PROBLEM REQUIREMENTS:
When you write out the listing, keep every word as it stands and drop the pictures.

▼▼▼

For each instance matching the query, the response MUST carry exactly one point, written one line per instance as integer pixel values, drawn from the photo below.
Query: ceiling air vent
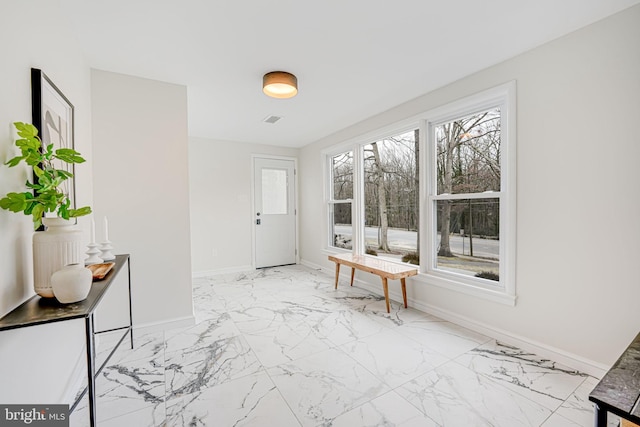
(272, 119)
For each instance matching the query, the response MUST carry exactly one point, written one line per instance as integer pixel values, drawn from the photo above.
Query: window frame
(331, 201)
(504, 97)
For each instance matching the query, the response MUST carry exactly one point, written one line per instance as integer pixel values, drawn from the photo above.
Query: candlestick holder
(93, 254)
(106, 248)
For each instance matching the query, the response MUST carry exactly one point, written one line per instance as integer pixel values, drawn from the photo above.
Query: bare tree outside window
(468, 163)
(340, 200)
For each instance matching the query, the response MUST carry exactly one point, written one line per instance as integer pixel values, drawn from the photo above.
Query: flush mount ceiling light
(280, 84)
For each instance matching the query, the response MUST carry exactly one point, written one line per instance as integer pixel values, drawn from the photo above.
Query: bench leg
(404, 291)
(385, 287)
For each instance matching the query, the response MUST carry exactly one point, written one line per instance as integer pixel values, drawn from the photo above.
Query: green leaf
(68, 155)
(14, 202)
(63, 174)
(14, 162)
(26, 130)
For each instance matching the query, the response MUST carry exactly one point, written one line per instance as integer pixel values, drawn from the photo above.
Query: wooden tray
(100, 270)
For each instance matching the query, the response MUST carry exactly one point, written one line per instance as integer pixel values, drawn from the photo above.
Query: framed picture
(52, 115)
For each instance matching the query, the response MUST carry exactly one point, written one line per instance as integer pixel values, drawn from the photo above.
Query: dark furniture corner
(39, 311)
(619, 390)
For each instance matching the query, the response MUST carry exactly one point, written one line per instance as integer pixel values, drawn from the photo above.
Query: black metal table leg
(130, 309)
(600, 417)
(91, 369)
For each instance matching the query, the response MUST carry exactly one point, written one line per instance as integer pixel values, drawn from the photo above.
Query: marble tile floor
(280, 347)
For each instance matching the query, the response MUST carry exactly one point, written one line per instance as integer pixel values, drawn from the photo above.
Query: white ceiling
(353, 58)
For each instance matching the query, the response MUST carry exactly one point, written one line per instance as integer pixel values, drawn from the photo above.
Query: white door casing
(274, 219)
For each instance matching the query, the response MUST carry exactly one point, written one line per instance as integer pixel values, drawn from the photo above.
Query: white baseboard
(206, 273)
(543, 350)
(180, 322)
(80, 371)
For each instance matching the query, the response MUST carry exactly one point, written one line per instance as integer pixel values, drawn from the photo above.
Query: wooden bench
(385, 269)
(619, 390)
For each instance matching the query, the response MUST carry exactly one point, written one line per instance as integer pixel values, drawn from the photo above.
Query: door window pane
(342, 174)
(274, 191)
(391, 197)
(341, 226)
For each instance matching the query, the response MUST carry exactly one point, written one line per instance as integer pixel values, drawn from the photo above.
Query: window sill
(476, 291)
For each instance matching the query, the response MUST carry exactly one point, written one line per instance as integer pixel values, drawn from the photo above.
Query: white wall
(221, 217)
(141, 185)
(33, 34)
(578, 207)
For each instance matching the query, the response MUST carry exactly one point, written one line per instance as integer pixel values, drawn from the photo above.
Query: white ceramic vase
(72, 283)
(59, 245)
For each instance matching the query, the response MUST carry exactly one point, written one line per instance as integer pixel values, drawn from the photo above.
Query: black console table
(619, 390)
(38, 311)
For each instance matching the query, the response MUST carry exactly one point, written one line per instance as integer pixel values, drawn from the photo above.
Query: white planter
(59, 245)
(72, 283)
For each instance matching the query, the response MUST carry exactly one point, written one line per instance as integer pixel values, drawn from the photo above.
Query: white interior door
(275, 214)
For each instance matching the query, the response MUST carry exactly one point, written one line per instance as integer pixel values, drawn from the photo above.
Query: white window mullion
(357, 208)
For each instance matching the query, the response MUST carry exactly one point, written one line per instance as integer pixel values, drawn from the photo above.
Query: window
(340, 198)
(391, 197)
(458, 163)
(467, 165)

▲▲▲

EXERCISE SOLUTION:
For each instance matching the query, the response MUST carry exactly one point, written one line per instance as integer pixel values, drawn from the photo below.
Query: ceiling air vent
(272, 119)
For each instance matching the query, the response MUST carry exactly one point, written one line per instance as integer pixel values, drawn from the photo above.
Query: window frame
(331, 201)
(504, 97)
For each instance matching the query, the response MUST carry exactly one point, written one line per instance as integer pixel values, drawn from the photo above.
Query: candlestick holder
(93, 254)
(106, 248)
For each instance matching the query, the response MUST carry exactly one point, written one line per instance as integer pixel values, drawn from the photo above.
Query: bare tree outside window
(468, 163)
(340, 200)
For each instance matching the query, the response MUST carry exactly one point, written one line per instance as integer pixel values, drawn from the photo above.
Query: flush mount ceiling light
(280, 84)
For each instance matching the query, the response MUST carry exactly one point, written one line per instance as integer pixel values, drawn from the photo above.
Query: bench leg
(404, 291)
(385, 287)
For each instance matching the query, the response MUST carry exactly one point, written one line per instance as integer pixel values, drawn from the photo above.
Query: green leaf
(68, 155)
(14, 202)
(63, 174)
(14, 162)
(26, 130)
For each instance matching the query, the response MUST carry exactly one point, written one line per instance as integer pixel values, drawn from the photo above.
Query: wooden tray
(100, 270)
For each instance matching the query, the response MUST carry exactly one point, written one line per instance as integer pixel values, drawn from the photo above.
Query: framed picture
(52, 115)
For each instance matching the query, the response MUST carry exactly one point, written one line per instance as integer pixel values, drawn from the photo above.
Query: dark furniture corner
(39, 311)
(619, 390)
For each instance matching the query, the response MUST carry exactly one point, written one line per instance as integer pixel values, drawn from the photo above.
Query: black metal table leg
(130, 309)
(600, 417)
(91, 369)
For each instance matching the query, the response MUST carry exactly one point, written one line per instance as integer pixel values, drawn from the photo above.
Query: marble tile floor
(280, 347)
For each instance matching the query, the response MUST carry exactly one point, written one line per instance as integer pixel values, drawn from the photo above.
Query: white ceiling
(353, 58)
For each instance matching the query, the response MUST carry exactly one point, written one line per instance as integer pixel values, drawn from the photo above.
Query: white door casing
(274, 219)
For each instance matching the query, the response MUST carry exactly one point, written one line per instance as integer pixel values, drawn from the photo above.
Query: white baseboard
(206, 273)
(543, 350)
(180, 322)
(80, 371)
For each instance matching the query, the response MUST carry exactly one point, written one line per instance as integer pixel values, drawn from the photo above.
Query: wooden bench
(385, 269)
(619, 390)
For each instance matching the query, the response MUST carry exactly one point, written one line per instance as integer pixel values, drawn from the photo above.
Query: door window pane
(342, 174)
(274, 191)
(391, 197)
(341, 226)
For each instance matching the query, the response MUST carry exactly one point, written one line per instance as integer pixel values, drawn from the photo above.
Query: window sill
(476, 291)
For each instance matching the query, the response MUST carry exactly one point, written one line per instance as integer pixel values, drawn from the photo above.
Query: white wall
(221, 217)
(141, 185)
(33, 34)
(578, 207)
For each instance matching the query, the response MUST carry exactly one point, written one line per instance as integer pixel values, drawn from the photo above.
Query: white ceramic vase
(72, 283)
(59, 245)
For each instance matching the query, the response MUST carry exactly one point, written one line per instance as integer pixel values, drawn from the photo above.
Query: black console table
(619, 390)
(38, 311)
For each instance matching the query, the response MUST carry exactly one point, written one line per instance as integer pixel values, drawn from the photo above.
Query: white planter
(59, 245)
(72, 283)
For each instance matching the query, the response MUST carry exactly one point, written one line per instance as integer pixel values, drawn from the photo above.
Query: white interior door
(275, 214)
For each instance matching the query, the response MUST carry exactly one point, written one line per instance as integer pixel values, drawn from the photo above.
Query: white window mullion
(357, 208)
For each instance matching the query, the response MUST carry exactly one point, written one line per instance as integer pixel values, drawn from the photo above.
Query: window
(340, 198)
(391, 197)
(458, 163)
(467, 165)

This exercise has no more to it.